**TEXT EXCERPT:**

Rosemary Essential Oil Extraction and Residue Valorization by Means of Polyphenol Recovery ^†

Abstract

The increasing demand for natural bioactive ingredients extracted from Aromatic and Medicinal Plants (AMPs) has produced disposal problems associated with residual solid waste. One of the main sectors interested in the exploitation of AMPs is the Essential Oils (EOs) industry. Despite EOs being the main commodity in the EOs industry, they only represent a small part of AMPs, generally less than 5% (w/w). This results in the production of a remarkable quantity of biomass that has no apparent commercial value and is therefore underestimated and underutilized by the EOs industry. Among AMPs, Rosmarinus officinalis L., commonly known as rosemary and belonging to the Lamiaceae family, is an aromatic plant endemic to the coastal area of the Mediterranean region but spread worldwide. Rosemary can be cultivated or grow wild as an ornamental evergreen shrub. Their leaves are usually used fresh or dried to flavor foods, mostly in traditional Mediterranean gastronomy, and recently, rosemary extracts were approved for use as food additives in Europe. The antioxidant activity of rosemary leaves has been acknowledged and is ascribed to EOs and polyphenolic compounds. To the best of our knowledge, the optimization of polyphenol recovery from rosemary residues after EO extraction has not yet been investigated. Hence, for the present study, EO extraction from rosemary leaves was performed using the hydro-distillation method, and the antioxidant (EC₅₀) and sun-protective (measured in SPF) activities were evaluated. The polyphenolic fraction was extracted from the rosemary residue under specific experimental variables. In particular, tests were conducted at different extraction times (15 min, 30 min, and 60 min), temperatures (25 °C, 40 °C, 50 °C, 60 °C, and 70 °C), and ethanol concentrations (50%, 60%, 70%, and 80%). In this study, an EO yield of 1.57% was obtained, and the EO had an EC₅₀ value of 240.39 µL/mL and a SPF of 2.55. The maximum amount of polyphenols extracted from the rosemary residue was 24.14 mg GAE/g DW, achieved by using an 80% ethanolic solution at 70 °C for 60 min. This preliminary study reveals how the exploitation and consequential valorization of AMP solid waste may represent new answers for circular economy strategies adopted by European countries.

1. Introduction

The annual production of essential oils (EOs) has surpassed 70,000 tons per annum, and it is estimated that about 65% of global production is supported by developing countries [1,2]. Furthermore, the USA (40%), Western Europe (30%), and Japan (7%) are the main consumers of EOs, with a continuously increasing demand for natural products for use in different human activities [2]. In fact, in the global market, EOs are extensively used in the fragrances and cosmetics sector (e.g., in perfumes, skin creams, body lotions, soaps, shampoos, make-up products), as well as in food products and beverages (e.g., in herbs, spices, and additives) and in the medicinal field (e.g., in the pharmaceutical industry, aromatherapy, dentistry, and medicinal supplements).

Some of the EOs and their constituents are applied as alternatives to the synthetic compounds broadly used in the chemical industry. In fact, natural substances are safer and more sustainable than chemical ones, as the latter have the following drawbacks: their possible connection to toxicity problems, the use of organic solvents, and the release of carbon dioxide and other greenhouse gases during their production [3,4].

**EXERCISE INSTRUCTIONS:**
#1 Could you repeat everything from "The annual production" down to "and medicinal supplements)." in the rosemary oil excerpt, word for word?
#2 Can you sum up the rosemary oil excerpt in two sentences?

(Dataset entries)
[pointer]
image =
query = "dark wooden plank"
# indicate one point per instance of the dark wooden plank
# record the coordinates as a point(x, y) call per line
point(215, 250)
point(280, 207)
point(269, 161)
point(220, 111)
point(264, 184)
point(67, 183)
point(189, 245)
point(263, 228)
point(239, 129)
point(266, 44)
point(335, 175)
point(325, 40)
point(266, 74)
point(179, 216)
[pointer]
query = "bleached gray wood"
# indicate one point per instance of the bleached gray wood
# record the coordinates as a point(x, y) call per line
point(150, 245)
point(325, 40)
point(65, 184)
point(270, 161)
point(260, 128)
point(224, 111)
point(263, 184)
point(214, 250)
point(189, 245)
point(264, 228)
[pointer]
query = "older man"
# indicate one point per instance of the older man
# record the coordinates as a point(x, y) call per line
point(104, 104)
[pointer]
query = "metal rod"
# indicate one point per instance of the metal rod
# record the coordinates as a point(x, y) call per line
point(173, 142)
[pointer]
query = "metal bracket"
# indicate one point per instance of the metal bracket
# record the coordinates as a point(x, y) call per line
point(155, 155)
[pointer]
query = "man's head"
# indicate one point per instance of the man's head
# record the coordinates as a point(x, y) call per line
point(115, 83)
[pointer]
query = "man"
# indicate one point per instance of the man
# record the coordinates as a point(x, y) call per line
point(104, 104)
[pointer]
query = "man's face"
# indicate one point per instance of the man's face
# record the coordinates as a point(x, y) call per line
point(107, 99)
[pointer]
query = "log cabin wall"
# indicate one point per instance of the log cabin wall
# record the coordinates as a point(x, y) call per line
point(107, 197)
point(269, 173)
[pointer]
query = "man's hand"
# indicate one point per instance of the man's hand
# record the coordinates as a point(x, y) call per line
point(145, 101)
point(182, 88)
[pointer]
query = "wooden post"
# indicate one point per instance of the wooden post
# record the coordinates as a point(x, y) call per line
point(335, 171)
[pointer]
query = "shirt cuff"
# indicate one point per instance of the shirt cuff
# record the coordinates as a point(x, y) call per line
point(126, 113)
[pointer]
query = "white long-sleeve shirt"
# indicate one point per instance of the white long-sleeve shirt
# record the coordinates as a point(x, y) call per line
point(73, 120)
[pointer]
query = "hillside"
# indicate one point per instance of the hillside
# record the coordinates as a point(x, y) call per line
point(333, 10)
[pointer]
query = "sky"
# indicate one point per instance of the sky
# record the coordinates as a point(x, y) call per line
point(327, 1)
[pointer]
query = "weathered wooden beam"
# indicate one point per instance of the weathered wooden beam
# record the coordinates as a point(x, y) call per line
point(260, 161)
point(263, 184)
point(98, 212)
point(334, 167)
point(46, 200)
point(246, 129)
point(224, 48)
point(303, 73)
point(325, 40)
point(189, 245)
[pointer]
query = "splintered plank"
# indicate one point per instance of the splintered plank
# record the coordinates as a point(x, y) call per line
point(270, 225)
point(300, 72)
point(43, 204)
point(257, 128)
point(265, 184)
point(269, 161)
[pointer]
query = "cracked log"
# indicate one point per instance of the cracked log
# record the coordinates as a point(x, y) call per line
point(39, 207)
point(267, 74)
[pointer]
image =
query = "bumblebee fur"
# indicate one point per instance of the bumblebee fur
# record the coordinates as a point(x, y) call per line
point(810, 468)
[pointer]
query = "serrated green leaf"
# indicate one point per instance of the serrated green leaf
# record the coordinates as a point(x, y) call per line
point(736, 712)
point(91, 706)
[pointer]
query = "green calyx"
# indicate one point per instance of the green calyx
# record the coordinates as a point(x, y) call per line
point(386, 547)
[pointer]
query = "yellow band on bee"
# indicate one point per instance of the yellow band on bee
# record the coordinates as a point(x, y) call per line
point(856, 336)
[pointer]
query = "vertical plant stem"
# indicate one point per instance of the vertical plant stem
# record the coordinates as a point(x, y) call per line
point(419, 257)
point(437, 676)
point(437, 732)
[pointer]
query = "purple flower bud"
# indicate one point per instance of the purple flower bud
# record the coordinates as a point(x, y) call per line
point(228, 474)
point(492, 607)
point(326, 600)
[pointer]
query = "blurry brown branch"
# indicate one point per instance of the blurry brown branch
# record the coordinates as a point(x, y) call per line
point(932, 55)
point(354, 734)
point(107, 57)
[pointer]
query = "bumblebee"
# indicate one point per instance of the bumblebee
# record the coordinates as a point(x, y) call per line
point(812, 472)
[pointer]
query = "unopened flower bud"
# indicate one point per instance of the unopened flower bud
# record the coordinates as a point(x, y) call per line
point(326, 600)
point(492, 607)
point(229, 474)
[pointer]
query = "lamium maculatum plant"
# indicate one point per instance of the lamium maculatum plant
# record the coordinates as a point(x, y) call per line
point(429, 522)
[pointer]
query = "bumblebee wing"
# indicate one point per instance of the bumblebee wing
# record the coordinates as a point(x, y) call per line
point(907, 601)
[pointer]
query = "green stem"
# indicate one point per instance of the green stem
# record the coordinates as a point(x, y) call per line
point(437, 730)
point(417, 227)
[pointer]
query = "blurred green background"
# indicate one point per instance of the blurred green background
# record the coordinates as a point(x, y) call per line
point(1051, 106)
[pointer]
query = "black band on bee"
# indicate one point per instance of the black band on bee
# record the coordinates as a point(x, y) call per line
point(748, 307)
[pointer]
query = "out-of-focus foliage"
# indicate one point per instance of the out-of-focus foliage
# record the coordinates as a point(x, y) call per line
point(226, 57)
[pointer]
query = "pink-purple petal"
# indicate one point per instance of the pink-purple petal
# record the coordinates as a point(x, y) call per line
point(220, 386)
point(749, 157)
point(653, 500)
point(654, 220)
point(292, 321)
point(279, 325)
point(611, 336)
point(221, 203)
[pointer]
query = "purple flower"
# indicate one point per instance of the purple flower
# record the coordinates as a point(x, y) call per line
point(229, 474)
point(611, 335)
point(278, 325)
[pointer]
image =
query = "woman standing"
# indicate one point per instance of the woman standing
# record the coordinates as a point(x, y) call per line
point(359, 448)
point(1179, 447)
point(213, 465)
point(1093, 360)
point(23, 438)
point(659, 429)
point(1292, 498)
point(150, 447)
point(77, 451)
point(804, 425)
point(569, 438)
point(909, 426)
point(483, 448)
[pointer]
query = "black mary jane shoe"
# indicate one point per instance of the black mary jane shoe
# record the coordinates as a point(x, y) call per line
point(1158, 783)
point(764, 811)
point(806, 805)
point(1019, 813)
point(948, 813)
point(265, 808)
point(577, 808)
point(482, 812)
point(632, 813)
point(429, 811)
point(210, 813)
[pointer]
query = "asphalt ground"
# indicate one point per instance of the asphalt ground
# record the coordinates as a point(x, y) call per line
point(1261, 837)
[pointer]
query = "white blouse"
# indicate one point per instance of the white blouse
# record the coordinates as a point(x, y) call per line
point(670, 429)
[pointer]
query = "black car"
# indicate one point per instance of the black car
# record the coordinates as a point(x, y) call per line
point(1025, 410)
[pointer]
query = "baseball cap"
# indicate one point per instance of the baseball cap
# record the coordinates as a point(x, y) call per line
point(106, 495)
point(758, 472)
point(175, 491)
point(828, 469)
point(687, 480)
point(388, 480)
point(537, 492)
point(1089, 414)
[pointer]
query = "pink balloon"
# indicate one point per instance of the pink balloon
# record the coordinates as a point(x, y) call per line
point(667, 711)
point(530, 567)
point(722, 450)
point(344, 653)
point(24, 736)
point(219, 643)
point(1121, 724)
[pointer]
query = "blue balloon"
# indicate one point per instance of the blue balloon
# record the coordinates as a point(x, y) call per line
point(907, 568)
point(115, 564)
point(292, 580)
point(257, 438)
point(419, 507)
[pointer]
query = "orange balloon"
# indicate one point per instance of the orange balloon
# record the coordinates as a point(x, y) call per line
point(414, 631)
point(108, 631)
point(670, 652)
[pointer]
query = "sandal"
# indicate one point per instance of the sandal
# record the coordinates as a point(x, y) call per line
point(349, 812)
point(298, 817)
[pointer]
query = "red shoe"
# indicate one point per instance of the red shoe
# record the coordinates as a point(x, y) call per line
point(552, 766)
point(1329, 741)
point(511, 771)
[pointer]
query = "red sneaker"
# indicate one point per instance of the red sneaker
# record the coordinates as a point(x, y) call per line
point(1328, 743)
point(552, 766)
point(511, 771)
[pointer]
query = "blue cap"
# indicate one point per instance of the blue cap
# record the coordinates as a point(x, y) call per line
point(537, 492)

**ANSWERS:**
#1
The annual production of essential oils (EOs) has surpassed 70,000 tons per annum, and it is estimated that about 65% of global production is supported by developing countries [1,2]. Furthermore, the USA (40%), Western Europe (30%), and Japan (7%) are the main consumers of EOs, with a continuously increasing demand for natural products for use in different human activities [2]. In fact, in the global market, EOs are extensively used in the fragrances and cosmetics sector (e.g., in perfumes, skin creams, body lotions, soaps, shampoos, make-up products), as well as in food products and beverages (e.g., in herbs, spices, and additives) and in the medicinal field (e.g., in the pharmaceutical industry, aromatherapy, dentistry, and medicinal supplements).

#2 Essential oil was extracted from rosemary leaves by hydro-distillation, giving a 1.57% yield, an EC₅₀ of 240.39 µL/mL and an SPF of 2.55. Polyphenols were then recovered from the leftover residue, reaching a maximum of 24.14 mg GAE/g DW with 80% ethanol at 70 °C for 60 min, a use for the large, underutilized biomass that remains because essential oils are generally less than 5% of such plants, while global essential oil production has surpassed 70,000 tons per annum.